**Extrait présenté**.

━━━━━━━━━━━━━━━━

Les Quatre Eléments furent pleinement caractérisés par Platon, lorsqu'il a dit qu'ils étaient ce "qui compose et décompose les corps composés". Par conséquent la Cosmolâtrie ne fut jamais, même sous son pire aspect, le fétichisme qui adore la forme passive externe et la matière de n'importe quel objet, mais elle chercha toujours le noumène qu'il renfermait. Le Feu, l'Air, l'Eau, la Terre ne furent que les enveloppes visibles, les symboles des Ames ou Esprits invisibles qui les animaient, ou des Dieux Cosmiques, auxquels les ignorants vouaient un culte, mais dont les plus sages se bornaient simplement, mais respectueusement, à reconnaître l'existence. Les subdivisions phénoménales des Eléments nouménaux étaient, à leur tour, animées par ce que l'on appelle les Elémentaux, les "Esprits de la Nature" d'un rang inférieur.
Dans la Théogonie de Môchus, nous trouvons d'abord l'Ether, puis l'Air ; les deux principes auxquels Ulom le Dieu intelligible (νοητὸς), l'Univers visible de la Matière, doit sa naissance 375.
Dans les hymnes Orphiques, l'Erôs-Phanès évolue hors de l'Œuf Spirituel qu'imprègnent les Vents Æthérés, le Vent [II 198] étant "l'Esprit de Dieu" qui est censé se mouvoir dans l'Æther, "couvant le Chaos", l'Idée" Divine. Dans la Kathopanishad hindoue, Pourousha, l'Esprit Divin, se tient déjà devant la matière originale et de leur union jaillit la grande Ame du Monde, "Mahâ-Atmâ, Brahman, l'Esprit de Vie 376" ; ces dernières appellations sont encore identiques à celle d'Ame Universelle ou Anima Mundi et la Lumière Astrale des Théurgistes et des Cabalistes est sa dernière et sa plus basse division.
Les Eléments (στοιχει̃α) de Platon et d'Aristote étaient, par conséquent, les principes non corporels attachés aux quatre grandes divisions de notre Monde Cosmique et c'est avec raison que Creuzer définit ces croyances primitives comme étant "une espèce de magie, un paganisme psychique et une déification des pouvoirs ; une spiritualisation qui plaçait les croyants dans une étroite communauté avec ces pouvoirs 377". Si étroite, en effet, que les Hiérarchies de ces Pouvoirs ou Forces ont été classifiées suivant une échelle graduée qui en comprend sept, depuis le pondérable jusqu'à l'impondérable. Elles sont Septénaires, non pas d'une manière artificielle pour faciliter leur compréhension, mais suivant leur réelle graduation Cosmique, depuis leur composition chimique ou physique, jusqu'à leur composition spirituelle. Pour les masses ignorantes ce sont des Dieux, des Dieux indépendants et suprêmes ; ce sont des Démons pour les fanatiques qui, tout en étant parfois intellectuels, sont incapables de comprendre l'Esprit de la phrase philosophique, in pluribus unum [un en plusieurs, l'unité dans la diversité]. Pour le philosophe Hermétique, ce sont des FORCES relativement "aveugles" ou "intelligentes", selon qu'il a affaire à l'un ou à l'autre des principes qu'elles renferment. Il a fallu plusieurs millénaires avant qu'elles aient été finalement réduites, à notre époque de culture, au rôle de simples éléments chimiques.

━━━━━━━━━━━━━━━━

**Données enregistrées**.

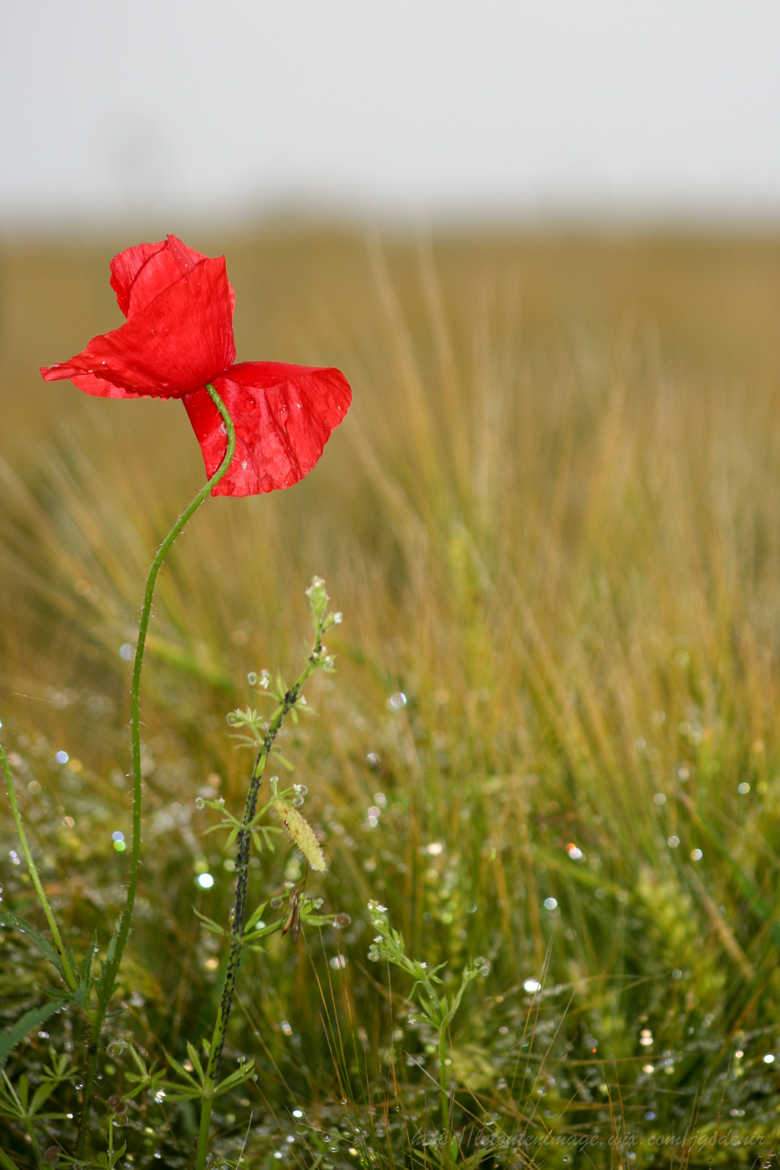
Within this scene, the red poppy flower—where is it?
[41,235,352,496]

━━━━━━━━━━━━━━━━

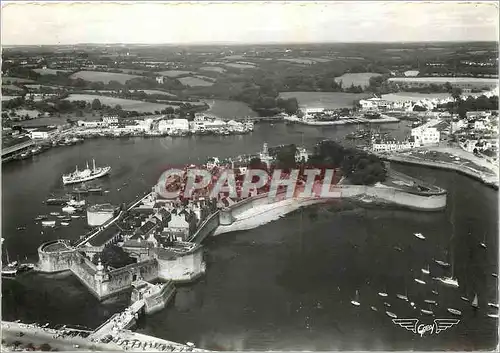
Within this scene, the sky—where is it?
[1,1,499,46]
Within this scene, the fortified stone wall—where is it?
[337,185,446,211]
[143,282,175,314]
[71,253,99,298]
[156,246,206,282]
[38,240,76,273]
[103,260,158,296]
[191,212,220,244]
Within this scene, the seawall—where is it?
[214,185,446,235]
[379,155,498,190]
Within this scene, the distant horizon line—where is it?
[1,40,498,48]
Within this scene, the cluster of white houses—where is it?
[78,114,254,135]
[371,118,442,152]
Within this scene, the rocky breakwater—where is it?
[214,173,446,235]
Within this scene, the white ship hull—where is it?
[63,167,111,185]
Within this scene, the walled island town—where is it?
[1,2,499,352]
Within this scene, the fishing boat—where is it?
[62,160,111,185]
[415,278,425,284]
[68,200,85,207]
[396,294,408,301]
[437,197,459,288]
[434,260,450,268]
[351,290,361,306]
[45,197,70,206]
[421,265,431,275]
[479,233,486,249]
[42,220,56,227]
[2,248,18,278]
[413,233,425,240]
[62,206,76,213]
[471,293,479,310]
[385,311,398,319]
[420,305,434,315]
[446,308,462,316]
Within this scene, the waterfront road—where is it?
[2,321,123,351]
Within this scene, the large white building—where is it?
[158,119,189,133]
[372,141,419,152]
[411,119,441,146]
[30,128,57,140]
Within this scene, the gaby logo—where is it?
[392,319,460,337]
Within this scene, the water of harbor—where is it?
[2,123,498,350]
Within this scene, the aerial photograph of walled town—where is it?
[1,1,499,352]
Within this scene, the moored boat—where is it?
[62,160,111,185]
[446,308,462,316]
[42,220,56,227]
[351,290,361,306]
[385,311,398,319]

━━━━━━━━━━━━━━━━

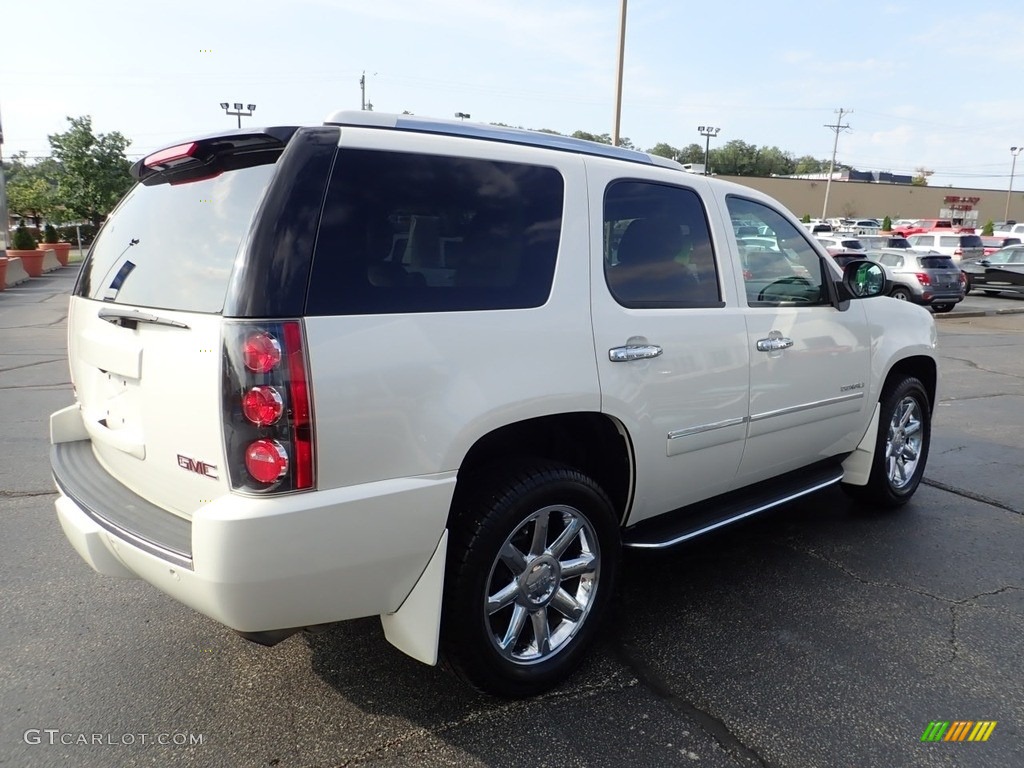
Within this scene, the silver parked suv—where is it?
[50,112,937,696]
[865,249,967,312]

━━━━━━━━━━━━━━━━

**Consignes**.
(1) Traduisez en anglais la phrase suivante de l'extrait sur les Quatre Éléments : « Il a fallu plusieurs millénaires avant qu'elles aient été finalement réduites, à notre époque de culture, au rôle de simples éléments chimiques. »
(2) Poursuivez l'extrait sur les Quatre Éléments au-delà de sa dernière phrase.

**Réponses attendues**.
(1) It took several millennia before they were finally reduced, in our age of culture, to the role of mere chemical elements.

(2)
375 MOVERS, Phoinizer, 282.
376.Weber, Akad. Vorles, 213, 214, etc.
377 IX, 850.
En tout cas, les bons chrétiens, et surtout les Protestants Bibliques devraient montrer plus de respect pour les Quatre Eléments, s'ils voulaient en conserver un peu pour Moïse. La Bible, en effet, prouve, à chaque page du Pentateuque, la considération qu'avait pour eux le Législateur hébreu et le sens mystique qu'il leur attribuait. La tente qui contenait le Saint des Saints était un Symbole Cosmique, consacré, dans une de ses significations, aux Eléments, aux quatre points cardinaux et à l'ETHER. Josephe nous la décrit comme étant la couleur blanche, la couleur de l'Ether. Cela explique aussi pourquoi, dans les temples égyptiens et hébreux, selon Clément d'Alexandrie 378, un rideau gigantesque, porté par cinq [II 199] piliers, séparait de la partie accessible aux profanes, le Sanctum Sanctorum – représenté aujourd'hui par l'autel dans les églises chrétiennes – où les prêtres seuls étaient autorisés à entrer. Par ses quatre couleurs, ce rideau symbolisait les quatre Eléments principaux et [avec les cinq piliers] signifiait la connaissance de ce qui est divin, que les cinq sens permettent à l'homme d'acquérir à l'aide des quatre Eléments.
Dans les Anciens Fragments, de Cory, un des "Oracles Chaldéens" exprime des idées au sujet des éléments et de l'Ether, dans un langage qui ressemble singulièrement à celui de The Unseen Universe, écrit par deux éminents savants de nos jours.
Il dit que toutes choses proviennent de l'Ether, et que tout retournera à lui ; que les images de toutes choses y sont imprimées d'une façon indélébile et que c'est là la réserve des germes ou restes de toutes les formes visibles et même de toutes les idées. On dirait que ce cas corrobore d'une étrange façon notre affirmation, que quelles que soient les découvertes que l'on puisse faire de nos jours on constatera qu'elles avaient déjà été faites des milliers d'années auparavant par nos "ancêtres simples d'esprit" 379.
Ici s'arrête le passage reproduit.